(DESCRIPTION OF THE TASK) Write out the listing below exactly, and omit any images you find in it.

(Image object location entries)

|---|

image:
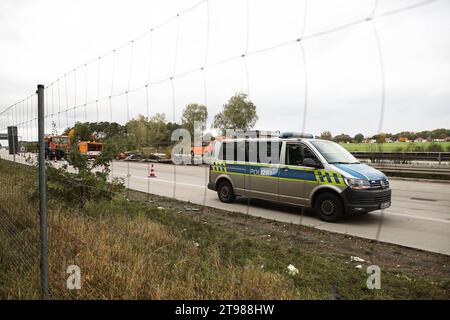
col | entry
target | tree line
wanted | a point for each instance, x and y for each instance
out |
(239, 113)
(381, 138)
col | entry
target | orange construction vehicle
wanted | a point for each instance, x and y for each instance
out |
(91, 149)
(56, 147)
(206, 149)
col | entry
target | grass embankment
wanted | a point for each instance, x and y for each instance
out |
(397, 147)
(133, 249)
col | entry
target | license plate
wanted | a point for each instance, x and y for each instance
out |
(385, 205)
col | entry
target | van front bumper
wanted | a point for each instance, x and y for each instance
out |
(366, 200)
(212, 186)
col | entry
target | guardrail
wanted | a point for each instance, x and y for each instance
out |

|---|

(REPLY TO THE EXERCISE)
image:
col | entry
target | tree line
wanted | a point for each instance, x and y for each instance
out |
(239, 113)
(381, 138)
col | entry
target | orange construction vehicle
wanted | a point for each instance, x and y for each instance
out |
(91, 149)
(56, 147)
(206, 149)
col | entry
target | grass embankment
wanted | a point for each instance, x and y for each instance
out |
(397, 147)
(133, 249)
col | entry
target | license plate
wanted | a point for each instance, x and y for each instance
out |
(385, 205)
col | entry
target | van front bumper
wanted | a point for each instance, x and y for each instance
out |
(366, 200)
(212, 186)
col | entry
target | guardrail
wanted | a point for each instance, x and y for each instance
out |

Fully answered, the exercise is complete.